━━━ Excerpted text ━━━

This is the story of what hapened at the pool over the summer because "stoorat" keeps taking it up on himself to question my oreintation even after I prooved it mathmatically.
Ok now over the summer (last summer) when I was between school (communit college) and looking for work, which is realy hard in these days since Bush wrecked the economy, I use to go to the recreation center and play in the pool (swim). They also had weight lifting stuff and things like exercise bikes and areobics.
Well on Mondays through Thursday(s) in the morning they would had areobics classes for all the stay at home moms in the area (MILFs mostly) but some of them were'nt moms. I think some were married but not with kids (MLILFs) but what ever. They were all hot (mostly but some weren't) and always did aerobics the same times. Naturaly those was the best mornings to go to the weight lifting part and maybe play on the exercise bikes or whatever because the aerobics class was close and they had a big window you could look in and watch. I think also they had class in the mornings so people would'nt ogle, etc but whatever. They also had lots of college guys on week days who were relly well built (muscular form lifting weights) and would always do things like "spot" each other which I think meant stand near the other guy and yell "push" or something. I dont know.
Anyways I wet their one day in the morning so I could get some exercise (on a exercise bike) before time to go into the pool and the areobics class just happened to be going on right after I got there. So I was exerciseing the whole time these hot women were aerobicking and I was realy enjoying myself and must admit I was really excited when it was over, but like all things, aerobic class at the rec center must come to an end and thats when its time to go into the pool. So I left the working out room and went ot the locker room to change.
This part is real embarasing but vital to understand the incdent. I had just took my shorts off (to put on swiming shorts) and this college guy walked by (buzz cut hair, tank top, big white teeth, one dimple (left corner of his mouth) and muscles out to hear I kid you not). Also I mentioned on the paragraph above that I was real worked up from aerobics (hot women)...well I had just came from their and did not had enough time to relax down. But this dude just walked by at the wrong time and saw my magnificent package then he made eye contact with me and WINKED.

━━━

Reproduce, word for word, the account of the summer at the pool, starting with "This part is" and going on through "me and WINKED.".

━━━ Data extract ━━━

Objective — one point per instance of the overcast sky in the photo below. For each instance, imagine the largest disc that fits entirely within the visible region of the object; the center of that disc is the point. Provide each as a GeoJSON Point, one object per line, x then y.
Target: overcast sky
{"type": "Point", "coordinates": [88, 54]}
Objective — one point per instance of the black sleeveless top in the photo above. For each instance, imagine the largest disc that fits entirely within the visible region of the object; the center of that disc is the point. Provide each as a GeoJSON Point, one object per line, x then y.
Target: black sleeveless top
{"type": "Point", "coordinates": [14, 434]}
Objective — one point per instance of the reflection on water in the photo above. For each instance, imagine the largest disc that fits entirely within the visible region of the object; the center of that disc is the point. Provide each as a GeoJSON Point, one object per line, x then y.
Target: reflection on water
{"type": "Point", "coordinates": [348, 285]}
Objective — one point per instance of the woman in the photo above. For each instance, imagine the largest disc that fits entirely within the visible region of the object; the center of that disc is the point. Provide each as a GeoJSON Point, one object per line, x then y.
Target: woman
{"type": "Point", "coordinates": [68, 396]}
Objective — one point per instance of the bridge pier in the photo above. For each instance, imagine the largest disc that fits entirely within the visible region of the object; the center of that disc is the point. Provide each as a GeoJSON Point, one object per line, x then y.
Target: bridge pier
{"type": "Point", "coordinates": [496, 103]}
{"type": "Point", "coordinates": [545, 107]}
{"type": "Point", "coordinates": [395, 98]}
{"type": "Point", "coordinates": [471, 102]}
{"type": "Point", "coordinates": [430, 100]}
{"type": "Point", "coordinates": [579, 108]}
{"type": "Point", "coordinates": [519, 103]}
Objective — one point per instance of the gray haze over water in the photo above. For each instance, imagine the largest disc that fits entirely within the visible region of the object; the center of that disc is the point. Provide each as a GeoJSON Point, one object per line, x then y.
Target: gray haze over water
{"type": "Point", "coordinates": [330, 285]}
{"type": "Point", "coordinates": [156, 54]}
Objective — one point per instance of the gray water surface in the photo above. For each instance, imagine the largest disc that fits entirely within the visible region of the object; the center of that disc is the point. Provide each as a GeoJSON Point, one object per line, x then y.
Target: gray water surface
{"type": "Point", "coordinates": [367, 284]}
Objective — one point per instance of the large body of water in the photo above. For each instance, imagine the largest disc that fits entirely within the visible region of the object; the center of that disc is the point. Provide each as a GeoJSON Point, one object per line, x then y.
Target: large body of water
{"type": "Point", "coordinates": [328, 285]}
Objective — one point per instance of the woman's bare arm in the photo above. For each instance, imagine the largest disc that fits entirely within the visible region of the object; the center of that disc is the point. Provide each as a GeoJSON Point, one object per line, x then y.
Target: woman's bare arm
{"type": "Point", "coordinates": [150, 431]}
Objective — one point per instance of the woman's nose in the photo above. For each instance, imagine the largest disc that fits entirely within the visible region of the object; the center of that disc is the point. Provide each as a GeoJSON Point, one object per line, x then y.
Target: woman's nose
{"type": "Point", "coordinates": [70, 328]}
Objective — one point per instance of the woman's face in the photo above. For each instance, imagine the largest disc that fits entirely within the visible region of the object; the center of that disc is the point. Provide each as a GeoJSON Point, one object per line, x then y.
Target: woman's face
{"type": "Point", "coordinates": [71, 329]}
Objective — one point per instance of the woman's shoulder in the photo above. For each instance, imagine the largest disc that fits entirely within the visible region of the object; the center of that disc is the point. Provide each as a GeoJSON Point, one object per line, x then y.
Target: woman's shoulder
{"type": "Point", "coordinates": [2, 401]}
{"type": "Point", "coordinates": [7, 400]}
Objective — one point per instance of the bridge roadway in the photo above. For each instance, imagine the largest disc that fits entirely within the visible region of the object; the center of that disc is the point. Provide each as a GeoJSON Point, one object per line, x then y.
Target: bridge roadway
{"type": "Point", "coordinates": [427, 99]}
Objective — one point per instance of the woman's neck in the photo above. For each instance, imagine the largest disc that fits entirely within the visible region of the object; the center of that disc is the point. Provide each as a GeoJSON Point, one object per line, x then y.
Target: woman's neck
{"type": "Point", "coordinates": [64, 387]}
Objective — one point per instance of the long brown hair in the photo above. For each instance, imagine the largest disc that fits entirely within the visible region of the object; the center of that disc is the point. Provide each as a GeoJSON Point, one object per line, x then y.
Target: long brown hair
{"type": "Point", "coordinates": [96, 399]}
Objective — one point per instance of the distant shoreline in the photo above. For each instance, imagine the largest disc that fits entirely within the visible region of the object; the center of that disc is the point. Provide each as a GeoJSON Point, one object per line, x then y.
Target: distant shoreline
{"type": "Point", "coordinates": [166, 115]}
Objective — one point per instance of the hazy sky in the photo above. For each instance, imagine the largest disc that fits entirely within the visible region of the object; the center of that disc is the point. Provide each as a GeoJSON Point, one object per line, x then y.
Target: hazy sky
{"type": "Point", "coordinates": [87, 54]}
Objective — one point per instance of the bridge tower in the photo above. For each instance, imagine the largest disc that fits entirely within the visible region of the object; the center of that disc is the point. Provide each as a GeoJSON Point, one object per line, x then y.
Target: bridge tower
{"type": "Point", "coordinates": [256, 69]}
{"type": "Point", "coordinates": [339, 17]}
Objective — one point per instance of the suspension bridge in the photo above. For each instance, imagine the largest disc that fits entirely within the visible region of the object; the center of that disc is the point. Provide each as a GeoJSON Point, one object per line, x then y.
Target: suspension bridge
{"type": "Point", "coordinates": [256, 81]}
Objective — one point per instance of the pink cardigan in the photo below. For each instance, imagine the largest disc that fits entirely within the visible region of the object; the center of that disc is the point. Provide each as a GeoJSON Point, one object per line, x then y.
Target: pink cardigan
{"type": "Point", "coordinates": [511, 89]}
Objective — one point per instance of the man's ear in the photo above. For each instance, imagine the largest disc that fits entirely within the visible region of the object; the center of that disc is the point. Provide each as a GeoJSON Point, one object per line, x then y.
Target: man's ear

━━━

▶ **Reply**:
This part is real embarasing but vital to understand the incdent. I had just took my shorts off (to put on swiming shorts) and this college guy walked by (buzz cut hair, tank top, big white teeth, one dimple (left corner of his mouth) and muscles out to hear I kid you not). Also I mentioned on the paragraph above that I was real worked up from aerobics (hot women)...well I had just came from their and did not had enough time to relax down. But this dude just walked by at the wrong time and saw my magnificent package then he made eye contact with me and WINKED.